• **What you should do**: Reproduce the listing below word for word, keeping every line in its original order. Leave out the pictures.

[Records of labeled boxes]
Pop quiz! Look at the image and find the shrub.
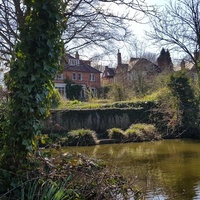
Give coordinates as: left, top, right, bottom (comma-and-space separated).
66, 129, 98, 146
0, 153, 135, 200
124, 123, 161, 142
50, 88, 61, 108
107, 128, 124, 142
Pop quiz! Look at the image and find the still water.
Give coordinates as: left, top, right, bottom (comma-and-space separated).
63, 140, 200, 200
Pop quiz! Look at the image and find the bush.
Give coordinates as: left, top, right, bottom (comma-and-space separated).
124, 124, 161, 142
0, 153, 138, 200
50, 88, 62, 108
107, 128, 125, 142
66, 129, 98, 146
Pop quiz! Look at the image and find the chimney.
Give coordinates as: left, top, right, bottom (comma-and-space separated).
117, 49, 122, 66
181, 59, 185, 70
75, 51, 79, 60
104, 66, 108, 77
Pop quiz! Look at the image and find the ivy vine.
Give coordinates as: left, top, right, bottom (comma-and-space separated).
1, 0, 66, 170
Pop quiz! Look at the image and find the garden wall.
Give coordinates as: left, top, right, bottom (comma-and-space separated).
45, 108, 150, 136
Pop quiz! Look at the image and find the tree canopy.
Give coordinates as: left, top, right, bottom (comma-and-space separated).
0, 0, 154, 63
148, 0, 200, 68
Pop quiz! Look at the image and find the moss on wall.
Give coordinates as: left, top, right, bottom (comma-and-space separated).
44, 105, 154, 136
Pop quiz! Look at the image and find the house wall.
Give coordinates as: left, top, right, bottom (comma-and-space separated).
63, 71, 100, 88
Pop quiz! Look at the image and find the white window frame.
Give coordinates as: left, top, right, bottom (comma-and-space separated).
56, 74, 63, 80
69, 58, 79, 66
72, 72, 76, 81
90, 73, 95, 81
78, 73, 83, 81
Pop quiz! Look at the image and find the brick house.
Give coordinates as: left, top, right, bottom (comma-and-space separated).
114, 51, 162, 86
102, 66, 115, 85
54, 52, 101, 99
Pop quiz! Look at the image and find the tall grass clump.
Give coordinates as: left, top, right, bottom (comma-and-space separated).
0, 153, 136, 200
67, 129, 98, 146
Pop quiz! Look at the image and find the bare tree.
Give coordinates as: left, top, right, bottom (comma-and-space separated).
0, 0, 155, 63
147, 0, 200, 75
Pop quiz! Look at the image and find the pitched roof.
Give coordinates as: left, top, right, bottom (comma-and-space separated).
64, 54, 101, 73
128, 58, 161, 73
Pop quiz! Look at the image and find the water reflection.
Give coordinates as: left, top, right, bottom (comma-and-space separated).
63, 140, 200, 200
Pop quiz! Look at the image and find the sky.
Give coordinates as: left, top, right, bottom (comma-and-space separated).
91, 0, 168, 67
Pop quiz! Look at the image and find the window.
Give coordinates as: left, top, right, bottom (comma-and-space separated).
56, 74, 63, 80
72, 72, 76, 80
69, 59, 79, 66
90, 88, 97, 97
56, 86, 65, 97
90, 74, 95, 81
78, 73, 82, 81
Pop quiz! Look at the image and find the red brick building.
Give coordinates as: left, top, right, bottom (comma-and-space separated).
54, 52, 101, 99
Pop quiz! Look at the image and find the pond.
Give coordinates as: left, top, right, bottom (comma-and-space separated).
63, 140, 200, 200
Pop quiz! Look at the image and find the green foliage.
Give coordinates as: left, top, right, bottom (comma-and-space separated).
108, 123, 161, 142
168, 72, 199, 135
0, 152, 133, 200
49, 88, 62, 108
67, 129, 98, 146
1, 0, 65, 171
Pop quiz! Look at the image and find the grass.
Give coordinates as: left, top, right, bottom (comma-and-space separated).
0, 153, 139, 200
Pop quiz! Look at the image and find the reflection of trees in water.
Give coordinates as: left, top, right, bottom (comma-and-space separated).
89, 141, 200, 200
64, 140, 200, 200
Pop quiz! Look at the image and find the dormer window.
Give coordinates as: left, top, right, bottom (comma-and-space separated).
69, 59, 79, 66
90, 73, 95, 81
55, 74, 63, 80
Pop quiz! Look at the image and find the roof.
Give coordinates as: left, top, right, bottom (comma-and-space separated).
128, 58, 161, 73
64, 54, 101, 73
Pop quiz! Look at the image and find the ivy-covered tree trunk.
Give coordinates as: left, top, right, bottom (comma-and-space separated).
1, 0, 65, 170
168, 72, 199, 137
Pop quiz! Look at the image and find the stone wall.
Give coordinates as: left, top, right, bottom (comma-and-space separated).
44, 108, 150, 133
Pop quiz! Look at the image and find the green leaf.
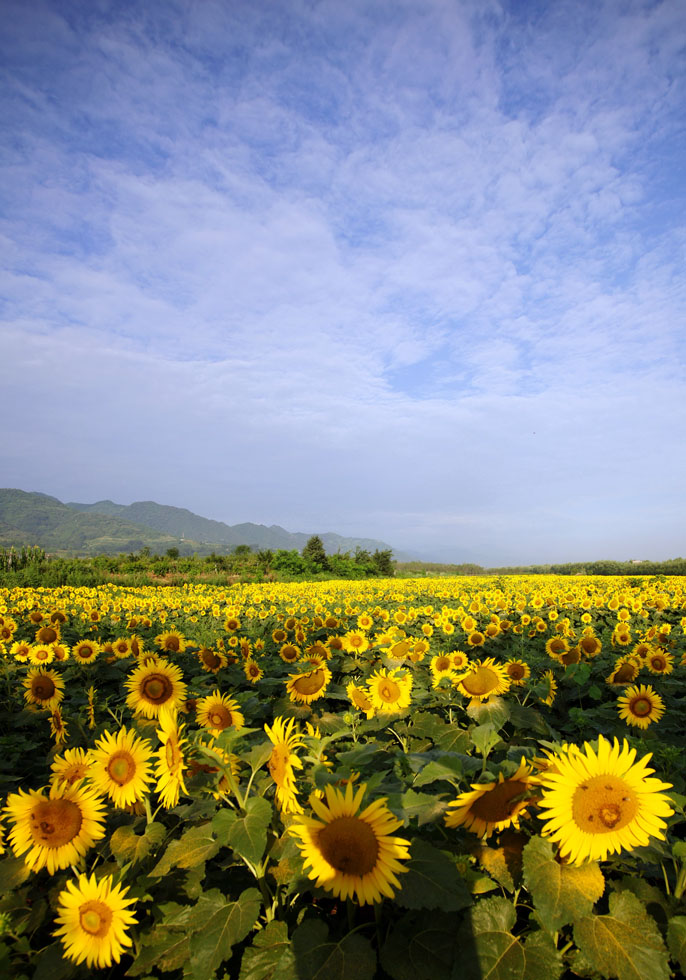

• **Worked solution**:
Pop quiz! Look at the image and find the shrub.
Give coordinates as: left, top, right, bottom (comma-and-space separated).
66, 129, 98, 146
0, 153, 135, 200
124, 123, 161, 142
50, 88, 61, 108
107, 128, 124, 142
Pop quiz! Look at the image and find the still water.
Give coordinates as: left, top, right, bottom (comma-and-space separated).
63, 140, 200, 200
Pop quiz! Look at the image and find the bush.
Give coordinates as: left, top, right, bottom (comma-and-space separated).
124, 124, 161, 142
0, 153, 138, 200
50, 88, 62, 108
107, 128, 125, 142
66, 129, 98, 146
Pop quiz! Look at the image and find the chimney.
Give coordinates as: left, top, right, bottom (comma-and-space separated).
117, 49, 122, 66
181, 59, 185, 70
75, 51, 79, 60
104, 66, 108, 77
Pop quiz! Look at the image and find the ivy vine.
Give coordinates as: left, top, right, bottom (comma-and-space separated).
1, 0, 66, 170
Pop quiz! Look at the image and find the garden wall.
Give coordinates as: left, top, right, bottom (comma-and-space separated).
45, 108, 150, 136
Pop quiz! Look at the image and find the tree canopy.
Give coordinates as: left, top, right, bottom (comma-and-space separated).
0, 0, 154, 63
148, 0, 200, 68
Pop quiz! Look at the image and find the moss on wall.
Give coordinates as: left, top, right, bottom (comma-and-space separated).
44, 105, 154, 136
Pop quiz! Look at the image and find the house wall.
Give coordinates as: left, top, right, bottom (comma-and-space separated).
63, 71, 100, 88
Pop quiz! Look at the image and find the white window frame.
Give coordinates as: left, top, right, bottom (comma-and-space separated).
56, 74, 63, 80
69, 58, 79, 66
72, 72, 76, 81
90, 73, 95, 81
78, 73, 83, 81
Pop quiz! Look at the image and find the brick house.
Give coordinates as: left, top, right, bottom (comma-and-space separated).
114, 51, 162, 86
102, 66, 115, 85
54, 52, 101, 99
Pop quiz! Look at the image and find the tall grass clump.
Give coordinates as: left, top, right, bottom (comma-and-space separated).
0, 153, 136, 200
67, 129, 98, 146
Pop quiz! Look at the image and find the bare tree.
Give coordinates as: left, top, right, bottom (comma-and-space separated).
0, 0, 155, 63
147, 0, 200, 75
Pop quiz! Look at the image and find the pitched roof.
Give coordinates as: left, top, right, bottom (comma-and-space separated).
64, 54, 101, 73
128, 58, 161, 73
Pop quiz! Look at the image and find the water reflection.
Give coordinates as: left, top, right, bottom (comma-and-space separated).
63, 140, 200, 200
Pop quiz! Look at the image and find the sky.
Give coordinates as: left, top, right, bottom (comma-and-space separated).
91, 0, 168, 67
Pop quiz! Look at the image and find the window.
Give coordinates as: left, top, right, bottom (comma-and-space separated).
56, 74, 63, 80
72, 72, 76, 80
69, 59, 79, 66
90, 88, 97, 97
56, 86, 65, 97
90, 74, 95, 81
78, 73, 82, 81
Pop quiz! Look at the image and find the red brick building.
Give coordinates as: left, top, right, bottom (comma-and-space separated).
54, 52, 101, 99
Pop quiz! Look at the image and find the pond.
Give coordinates as: left, top, right, bottom (comma-and-space separated).
63, 140, 200, 200
Pop quiz! Look at the image and find the green foliage.
Give coordinates as: left, top, right, bottom (comma-and-space separated).
108, 123, 161, 142
168, 72, 199, 135
0, 152, 133, 200
49, 88, 62, 108
67, 129, 98, 146
1, 0, 65, 171
Pop quiz! Look at the image and find the grass.
Give coordinates as: left, top, right, bottom (comma-and-space separated).
0, 153, 139, 200
Pop quiz! Look at the image and find the reflection of trees in water.
Give coordinates as: left, top, right, bottom (comma-and-space separated).
89, 141, 200, 200
64, 140, 200, 200
Pop quiz! Look at the image and find the dormer window.
Give coordinates as: left, top, right, bottom (comma-and-space separated).
69, 59, 79, 66
90, 73, 95, 81
55, 74, 63, 80
Pop quiz! Look at the image and find the roof.
Give coordinates as: left, top, right, bottom (comma-and-space separated).
128, 58, 161, 73
64, 54, 101, 73
Pop quiz! Look at the image and find the ivy-covered tree trunk.
Give coordinates as: left, top, right, bottom (comma-and-space separated).
1, 0, 65, 170
168, 72, 199, 137
Pop quiz! Look at the image and find the stone wall.
Give coordinates as: left, top, right, bottom (comma-and-space separated).
44, 108, 150, 133
Pop quiz! Look at the image and find the green leaf.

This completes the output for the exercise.